Keep in mind that the information about the lecturer is, albeit important to the relevance of the review, also subject to change. If you want to point out differences between lecturers of the same course, please feel free to do so.

Preliminary Notes on Taking "Foreign" Courses

Finding cool courses

Ask Your Advisor

Pay attention to bureaucracy! It is a good idea to ask your current student's adviser whether a course can be counted towards your studies or not. Do this in advance, if possible. In some cases you will have to make a deal with the lecturer, e.g., taking an exam even though other people do not take exams in that course. Unless counted towards key qualification, all Scheins for ISCL need to be equipped with a grade! In any case, give it a try, most people involved are cooperative.

(INFORMATION WANTED: What about AS? AS students please edit here!)

ISCL with a minor in General Linguistics

On April 19, 2012, Mr Sauer from the Prüfungsamt said that ISCLers with a General Linguistics minor need a total of 24 key qualification points (ECTS). 15 of them are counted for the major and 9 for the minor. There is no distinction in content between the key qualification courses for the major and the ones for the minor. This matches exactly what the Prüfungsordnung says.

Students whose native language is German have to do a language course with at least 2 SWS in a language that is usually not taught in school. The required course "Wiss. Englisch" mentioned in the Prüfungsordnung is covered by the Academic Writing course that students have to do anyway. Prof. Sternefeld has confirmed these two points. Otherwise, there is absolutely no restriction on the content of key qualification courses, although I haven't asked Prof. Sternefeld about the requirements for students whose native language is not German.

All this refers to the 2005 version of the Prüfungsordnung.

Languages

Urdu I-II

Hindi-Urdu is one of the most spoken languages of the world, being understood and used in northern India and Pakistan. The courses over at Indologie will not only teach you how to speak the standard Urdu Dialect, but also give you insight into contemporary Pakistani culture. Urdu I through II are not overly time intensive, but be prepared to learn a whole new writing system and a lot of vocabulary. Urdu uses a similar writing system as in Arabic and Persian. The atmosphere is very nice and friendly and you will surely get to know interesting people! There are regular cultural parties there including foods and music. There is an exam at the end of course assessing skills for Urdu-German-Urdu translation skills. This course can be taken as a 'mandatory structure course' required for General Linguistics minors (this has been confirmed by Prof. Dr. Christian Ebert) (and maybe help prevent Indologie from being closed down because of the lack of students...)

PROBLEMS TO SOLVE:
(a) Decide whether each statement agrees with the course guide, answering yes or no and quoting the words from the course guide that settle it: (i) ISCL students with a General Linguistics minor need 24 key qualification points in total; (ii) the key qualification courses for the minor differ in content from those for the major; (iii) Urdu is written in a system similar to that of Arabic and Persian.
(b) Carry on writing the course guide, starting after its final sentence.
The items that come next have no connection to the course guide.

GIVEN INFORMATION:
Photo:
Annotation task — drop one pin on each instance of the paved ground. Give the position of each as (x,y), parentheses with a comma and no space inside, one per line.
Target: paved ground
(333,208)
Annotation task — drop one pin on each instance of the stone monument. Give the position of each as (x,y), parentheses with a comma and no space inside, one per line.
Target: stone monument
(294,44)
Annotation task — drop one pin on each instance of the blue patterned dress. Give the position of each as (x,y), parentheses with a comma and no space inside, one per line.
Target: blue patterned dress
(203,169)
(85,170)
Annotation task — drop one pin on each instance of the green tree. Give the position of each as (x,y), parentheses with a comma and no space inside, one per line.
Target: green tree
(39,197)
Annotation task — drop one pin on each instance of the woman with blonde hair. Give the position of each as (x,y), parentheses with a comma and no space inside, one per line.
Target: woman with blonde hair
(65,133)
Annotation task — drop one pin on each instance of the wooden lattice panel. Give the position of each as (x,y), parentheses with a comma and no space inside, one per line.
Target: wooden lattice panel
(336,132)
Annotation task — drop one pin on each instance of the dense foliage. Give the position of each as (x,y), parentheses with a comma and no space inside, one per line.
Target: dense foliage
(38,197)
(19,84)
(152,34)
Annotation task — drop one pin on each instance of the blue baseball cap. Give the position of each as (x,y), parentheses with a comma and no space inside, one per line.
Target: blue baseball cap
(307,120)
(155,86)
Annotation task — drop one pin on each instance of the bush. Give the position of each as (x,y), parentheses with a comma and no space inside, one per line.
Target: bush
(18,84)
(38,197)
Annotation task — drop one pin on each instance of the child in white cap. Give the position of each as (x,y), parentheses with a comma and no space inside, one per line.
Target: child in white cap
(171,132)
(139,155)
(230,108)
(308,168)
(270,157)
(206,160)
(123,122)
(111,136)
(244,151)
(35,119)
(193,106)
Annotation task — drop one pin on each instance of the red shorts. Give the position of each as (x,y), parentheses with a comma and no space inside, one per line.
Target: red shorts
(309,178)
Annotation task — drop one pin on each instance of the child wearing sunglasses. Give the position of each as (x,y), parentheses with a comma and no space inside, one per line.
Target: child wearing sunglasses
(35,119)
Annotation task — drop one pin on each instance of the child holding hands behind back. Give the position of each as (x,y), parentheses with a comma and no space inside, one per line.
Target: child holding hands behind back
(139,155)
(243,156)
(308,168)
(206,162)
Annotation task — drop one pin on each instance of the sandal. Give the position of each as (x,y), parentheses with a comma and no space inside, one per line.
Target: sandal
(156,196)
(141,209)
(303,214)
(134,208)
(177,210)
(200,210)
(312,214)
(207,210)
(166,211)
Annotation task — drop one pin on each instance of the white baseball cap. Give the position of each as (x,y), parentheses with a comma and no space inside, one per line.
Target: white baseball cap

RESPONSES TO THE EXERCISE:
(a)
(i) Yes: "ISCLers with a General Linguistics minor need a total of 24 key qualification points (ECTS)."
(ii) No: "There is no distinction in content between the key qualification courses for the major and the ones for the minor."
(iii) Yes: "Urdu uses a similar writing system as in Arabic and Persian."

(b)
Registration in campus system is required.

Course language: German, course book in English
Hours per week (per course): 4, mandatory (and fun!) conversational tutorial. The occasional movie in Hindi
Lecturer: Rainer Kimmig
Credit points: 3 for minor elective in General Linguistics
Web site: Indologie
Takes place: Urdu I & II during summer and winter semesters.

Hindi I-V

Hindi-Urdu is one of the most spoken languages of the world, being understood and used in northern India and Pakistan. The courses over at Indologie will not only teach you how to speak the standard Indian Hindi Dialect Khariboli, but also give you insight into contemporary Indian culture. Hindi I through IV are not overly time intensive, but be prepared to learn a whole new writing system and a lot of vocabulary. They are usually taught by native speakers that will introduce you to to the subtleties of the language of which Hindi-Urdu has many. The atmosphere is very nice and friendly and you will surely get to know interesting people! (and maybe help prevent Indologie from being closed down because of the lack of students...)

Course language: German, course book in English
Hours per week (per course): 4, mandatory (and fun!) conversational tutorial. The occasional movie in Hindi
Lecturer: Divyaraj Amyia, Neeti Singh (Tutorium)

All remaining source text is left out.